The exercise
Starting at the line that contains "Could you please outline every instance of the window" and ending at the last of the rows below, rewrite only those lines, requests included. Scale every coordinate in the answer outlines by 2.1 and round to whole numbers, halves up, leaving the requests and their format samples unchanged.

Records provided
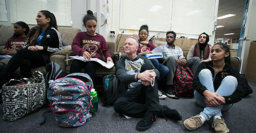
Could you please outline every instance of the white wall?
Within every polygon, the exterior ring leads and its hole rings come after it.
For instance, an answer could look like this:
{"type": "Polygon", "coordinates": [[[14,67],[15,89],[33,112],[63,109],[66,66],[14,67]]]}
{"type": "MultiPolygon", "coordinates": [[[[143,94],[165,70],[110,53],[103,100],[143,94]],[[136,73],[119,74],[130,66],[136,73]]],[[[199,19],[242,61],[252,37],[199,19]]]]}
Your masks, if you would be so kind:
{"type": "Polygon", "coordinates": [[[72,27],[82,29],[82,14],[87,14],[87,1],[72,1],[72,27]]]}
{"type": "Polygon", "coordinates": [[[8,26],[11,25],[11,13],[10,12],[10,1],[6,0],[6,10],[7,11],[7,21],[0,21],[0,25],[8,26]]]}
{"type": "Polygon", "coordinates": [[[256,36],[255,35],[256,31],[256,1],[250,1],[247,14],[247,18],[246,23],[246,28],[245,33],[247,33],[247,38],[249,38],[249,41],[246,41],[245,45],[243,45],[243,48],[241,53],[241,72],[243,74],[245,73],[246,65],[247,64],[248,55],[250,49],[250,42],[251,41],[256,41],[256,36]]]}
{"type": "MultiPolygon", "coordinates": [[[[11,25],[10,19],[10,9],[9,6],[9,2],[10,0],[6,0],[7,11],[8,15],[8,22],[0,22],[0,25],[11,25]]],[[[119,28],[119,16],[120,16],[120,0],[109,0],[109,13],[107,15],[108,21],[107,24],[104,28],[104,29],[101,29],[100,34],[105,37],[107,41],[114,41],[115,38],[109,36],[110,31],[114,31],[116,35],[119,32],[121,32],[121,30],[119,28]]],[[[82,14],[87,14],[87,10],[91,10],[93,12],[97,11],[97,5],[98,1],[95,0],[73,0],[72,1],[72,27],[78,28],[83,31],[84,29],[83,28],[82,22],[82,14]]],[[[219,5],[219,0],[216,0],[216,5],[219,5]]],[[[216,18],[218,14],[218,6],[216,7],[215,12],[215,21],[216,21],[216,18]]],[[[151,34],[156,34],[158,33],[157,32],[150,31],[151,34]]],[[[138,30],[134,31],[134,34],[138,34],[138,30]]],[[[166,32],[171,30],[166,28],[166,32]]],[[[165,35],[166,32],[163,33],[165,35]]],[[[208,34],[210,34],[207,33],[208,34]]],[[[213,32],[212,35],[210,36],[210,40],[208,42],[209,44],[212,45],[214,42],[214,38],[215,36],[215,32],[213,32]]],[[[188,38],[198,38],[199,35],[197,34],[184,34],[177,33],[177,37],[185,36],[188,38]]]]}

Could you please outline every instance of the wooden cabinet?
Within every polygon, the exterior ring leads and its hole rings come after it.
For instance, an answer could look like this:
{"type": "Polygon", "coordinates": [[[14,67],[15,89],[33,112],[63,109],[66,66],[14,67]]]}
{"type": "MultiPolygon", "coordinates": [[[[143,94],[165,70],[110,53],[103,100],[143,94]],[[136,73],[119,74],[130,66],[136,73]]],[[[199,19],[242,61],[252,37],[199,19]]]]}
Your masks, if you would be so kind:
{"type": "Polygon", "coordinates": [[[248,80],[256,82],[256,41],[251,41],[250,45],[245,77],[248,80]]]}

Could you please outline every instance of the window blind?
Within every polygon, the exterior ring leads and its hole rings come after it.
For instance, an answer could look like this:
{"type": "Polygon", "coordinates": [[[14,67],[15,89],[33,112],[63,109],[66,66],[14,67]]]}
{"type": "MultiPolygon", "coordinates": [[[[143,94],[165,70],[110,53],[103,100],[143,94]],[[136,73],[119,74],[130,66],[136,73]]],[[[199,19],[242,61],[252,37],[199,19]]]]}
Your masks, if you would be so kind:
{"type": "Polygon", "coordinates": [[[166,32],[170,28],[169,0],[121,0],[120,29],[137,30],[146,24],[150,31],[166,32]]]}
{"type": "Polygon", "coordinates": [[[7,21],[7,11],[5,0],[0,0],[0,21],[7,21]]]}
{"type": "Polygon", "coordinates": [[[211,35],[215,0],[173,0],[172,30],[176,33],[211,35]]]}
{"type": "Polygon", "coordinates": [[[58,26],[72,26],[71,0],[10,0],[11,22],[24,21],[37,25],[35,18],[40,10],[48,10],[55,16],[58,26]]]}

Final result
Could you please outline every instance of the window blind?
Within every polygon, the exterior ring leads and its hole rings come after it.
For instance, an answer could look like this:
{"type": "Polygon", "coordinates": [[[14,67],[15,89],[33,112],[63,109],[66,66],[14,67]]]}
{"type": "MultiPolygon", "coordinates": [[[[143,94],[165,70],[110,53],[103,100],[143,94]],[[136,73],[119,74],[130,66],[136,73]]],[[[199,19],[242,61],[252,37],[199,19]]]]}
Your masks, if you would be so kind:
{"type": "Polygon", "coordinates": [[[349,67],[357,59],[355,0],[254,0],[252,61],[288,63],[307,50],[315,65],[349,67]]]}
{"type": "Polygon", "coordinates": [[[15,44],[15,23],[11,0],[0,0],[0,44],[15,44]]]}
{"type": "Polygon", "coordinates": [[[443,74],[452,0],[363,0],[361,63],[370,69],[443,74]]]}
{"type": "Polygon", "coordinates": [[[122,55],[151,55],[149,0],[21,0],[23,46],[50,44],[78,53],[74,38],[84,21],[101,21],[116,34],[122,55]]]}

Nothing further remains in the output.